# Aim of the task:
Can you pull out each line of the data below that includes the word "blue"?

# Given data:

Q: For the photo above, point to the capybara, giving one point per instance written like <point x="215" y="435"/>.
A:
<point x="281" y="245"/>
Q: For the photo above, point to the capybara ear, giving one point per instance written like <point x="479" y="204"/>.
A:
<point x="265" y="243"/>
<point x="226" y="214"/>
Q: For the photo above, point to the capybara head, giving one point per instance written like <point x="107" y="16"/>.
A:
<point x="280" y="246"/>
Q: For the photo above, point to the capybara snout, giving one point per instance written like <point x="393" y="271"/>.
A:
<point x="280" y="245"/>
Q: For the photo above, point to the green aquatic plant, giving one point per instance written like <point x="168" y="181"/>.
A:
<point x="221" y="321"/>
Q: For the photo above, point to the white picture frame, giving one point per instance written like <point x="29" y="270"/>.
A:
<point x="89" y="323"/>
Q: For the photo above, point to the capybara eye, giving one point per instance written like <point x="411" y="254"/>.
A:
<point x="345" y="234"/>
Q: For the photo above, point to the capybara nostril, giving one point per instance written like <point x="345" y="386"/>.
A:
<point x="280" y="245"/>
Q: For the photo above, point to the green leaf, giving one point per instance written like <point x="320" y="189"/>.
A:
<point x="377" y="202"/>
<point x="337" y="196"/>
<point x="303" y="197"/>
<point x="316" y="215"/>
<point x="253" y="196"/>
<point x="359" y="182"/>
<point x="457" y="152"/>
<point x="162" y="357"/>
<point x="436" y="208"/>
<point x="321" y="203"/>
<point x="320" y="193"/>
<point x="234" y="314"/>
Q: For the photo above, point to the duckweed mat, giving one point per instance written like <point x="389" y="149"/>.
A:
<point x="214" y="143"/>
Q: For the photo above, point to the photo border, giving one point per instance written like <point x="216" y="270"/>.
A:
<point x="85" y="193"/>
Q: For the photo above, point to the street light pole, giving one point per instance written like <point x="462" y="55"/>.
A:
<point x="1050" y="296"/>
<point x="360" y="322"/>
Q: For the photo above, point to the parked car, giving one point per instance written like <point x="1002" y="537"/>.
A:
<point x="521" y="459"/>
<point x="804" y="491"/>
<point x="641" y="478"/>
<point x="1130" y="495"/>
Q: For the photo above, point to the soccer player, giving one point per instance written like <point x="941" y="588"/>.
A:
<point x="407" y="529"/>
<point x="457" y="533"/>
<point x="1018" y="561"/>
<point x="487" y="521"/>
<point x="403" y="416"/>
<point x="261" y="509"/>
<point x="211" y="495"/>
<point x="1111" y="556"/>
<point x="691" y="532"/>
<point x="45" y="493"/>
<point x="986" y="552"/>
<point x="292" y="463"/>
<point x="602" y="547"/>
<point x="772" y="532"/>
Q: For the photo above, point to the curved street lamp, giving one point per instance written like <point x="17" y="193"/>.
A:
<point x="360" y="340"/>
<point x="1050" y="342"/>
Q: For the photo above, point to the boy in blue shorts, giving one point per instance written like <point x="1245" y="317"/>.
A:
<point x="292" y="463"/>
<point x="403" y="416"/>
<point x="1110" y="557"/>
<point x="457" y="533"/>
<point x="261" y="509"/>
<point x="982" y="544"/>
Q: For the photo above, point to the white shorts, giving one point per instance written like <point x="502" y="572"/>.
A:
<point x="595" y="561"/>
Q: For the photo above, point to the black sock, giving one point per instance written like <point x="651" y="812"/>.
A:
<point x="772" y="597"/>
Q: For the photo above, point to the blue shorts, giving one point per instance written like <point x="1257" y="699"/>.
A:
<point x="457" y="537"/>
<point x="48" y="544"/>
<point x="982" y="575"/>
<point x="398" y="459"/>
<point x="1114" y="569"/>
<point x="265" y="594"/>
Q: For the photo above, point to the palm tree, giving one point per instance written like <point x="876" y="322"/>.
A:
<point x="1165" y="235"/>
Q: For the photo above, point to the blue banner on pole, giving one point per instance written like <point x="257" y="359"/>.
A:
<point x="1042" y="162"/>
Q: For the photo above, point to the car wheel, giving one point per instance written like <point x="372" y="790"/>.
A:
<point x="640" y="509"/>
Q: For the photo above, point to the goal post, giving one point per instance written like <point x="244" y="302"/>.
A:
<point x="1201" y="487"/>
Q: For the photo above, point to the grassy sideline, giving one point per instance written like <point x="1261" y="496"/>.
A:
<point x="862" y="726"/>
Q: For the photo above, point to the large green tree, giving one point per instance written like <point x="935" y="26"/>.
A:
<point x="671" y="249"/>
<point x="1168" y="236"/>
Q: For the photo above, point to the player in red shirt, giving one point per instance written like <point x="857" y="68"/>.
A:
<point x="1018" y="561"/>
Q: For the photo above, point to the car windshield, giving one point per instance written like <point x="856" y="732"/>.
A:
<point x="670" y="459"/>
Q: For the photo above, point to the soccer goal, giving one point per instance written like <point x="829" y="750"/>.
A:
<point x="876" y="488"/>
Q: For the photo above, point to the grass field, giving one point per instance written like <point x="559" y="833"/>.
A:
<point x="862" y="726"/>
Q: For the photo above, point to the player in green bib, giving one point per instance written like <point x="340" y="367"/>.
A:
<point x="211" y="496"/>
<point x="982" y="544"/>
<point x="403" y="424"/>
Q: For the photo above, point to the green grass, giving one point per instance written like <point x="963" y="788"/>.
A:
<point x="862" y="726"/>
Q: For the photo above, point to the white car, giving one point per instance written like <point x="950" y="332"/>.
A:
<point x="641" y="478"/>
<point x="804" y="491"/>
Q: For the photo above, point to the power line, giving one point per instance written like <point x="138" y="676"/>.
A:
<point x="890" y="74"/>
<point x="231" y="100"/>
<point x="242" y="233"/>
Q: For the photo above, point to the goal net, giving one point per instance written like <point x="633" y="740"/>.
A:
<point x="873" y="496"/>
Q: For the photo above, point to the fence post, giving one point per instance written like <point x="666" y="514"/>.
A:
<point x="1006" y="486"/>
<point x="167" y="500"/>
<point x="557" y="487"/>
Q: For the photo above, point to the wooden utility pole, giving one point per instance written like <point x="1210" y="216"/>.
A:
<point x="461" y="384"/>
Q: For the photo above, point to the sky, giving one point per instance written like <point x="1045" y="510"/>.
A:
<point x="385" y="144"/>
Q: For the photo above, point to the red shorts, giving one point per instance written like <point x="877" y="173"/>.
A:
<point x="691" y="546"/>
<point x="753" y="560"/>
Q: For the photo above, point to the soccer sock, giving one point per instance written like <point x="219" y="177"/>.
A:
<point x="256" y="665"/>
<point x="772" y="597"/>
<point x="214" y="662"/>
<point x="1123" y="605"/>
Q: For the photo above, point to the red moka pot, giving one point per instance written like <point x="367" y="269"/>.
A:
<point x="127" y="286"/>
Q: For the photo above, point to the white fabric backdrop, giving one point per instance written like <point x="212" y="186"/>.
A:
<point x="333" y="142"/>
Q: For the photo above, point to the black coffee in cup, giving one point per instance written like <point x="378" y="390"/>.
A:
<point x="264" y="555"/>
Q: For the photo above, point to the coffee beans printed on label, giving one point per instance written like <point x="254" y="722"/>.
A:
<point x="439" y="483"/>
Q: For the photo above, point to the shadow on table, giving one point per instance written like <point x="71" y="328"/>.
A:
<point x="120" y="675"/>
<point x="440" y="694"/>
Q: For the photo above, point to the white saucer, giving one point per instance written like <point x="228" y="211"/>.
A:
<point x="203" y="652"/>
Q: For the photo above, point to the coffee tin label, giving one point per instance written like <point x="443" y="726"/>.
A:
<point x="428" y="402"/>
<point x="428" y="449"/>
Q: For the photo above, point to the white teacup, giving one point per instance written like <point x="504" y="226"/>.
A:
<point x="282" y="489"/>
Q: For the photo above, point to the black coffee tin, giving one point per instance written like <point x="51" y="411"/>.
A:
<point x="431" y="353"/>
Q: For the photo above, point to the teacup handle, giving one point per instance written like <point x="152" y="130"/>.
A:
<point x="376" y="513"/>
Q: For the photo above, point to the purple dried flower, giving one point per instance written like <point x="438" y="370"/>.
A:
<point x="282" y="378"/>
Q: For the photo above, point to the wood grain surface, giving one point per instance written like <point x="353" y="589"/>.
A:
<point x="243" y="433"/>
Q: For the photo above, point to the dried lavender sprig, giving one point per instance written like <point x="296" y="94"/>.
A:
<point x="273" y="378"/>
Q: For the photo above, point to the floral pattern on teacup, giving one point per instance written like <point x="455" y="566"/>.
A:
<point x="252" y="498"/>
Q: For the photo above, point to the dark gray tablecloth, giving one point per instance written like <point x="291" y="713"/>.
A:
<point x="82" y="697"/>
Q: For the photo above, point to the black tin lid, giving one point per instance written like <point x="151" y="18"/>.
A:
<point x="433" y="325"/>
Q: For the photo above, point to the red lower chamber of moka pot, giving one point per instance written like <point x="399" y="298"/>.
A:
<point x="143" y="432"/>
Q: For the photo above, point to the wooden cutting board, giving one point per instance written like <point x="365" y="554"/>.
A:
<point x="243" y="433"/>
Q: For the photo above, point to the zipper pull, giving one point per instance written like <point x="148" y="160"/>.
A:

# Expected answer:
Q: For the photo above, point to the boy in blue shorts, giving one point per instance written like <point x="1245" y="317"/>.
Q: For the photo above, point to the blue shorts, giving one point per instance written like <point x="1257" y="699"/>.
Q: For the photo above, point to the blue banner on pole, giving one point per instance written like <point x="257" y="359"/>.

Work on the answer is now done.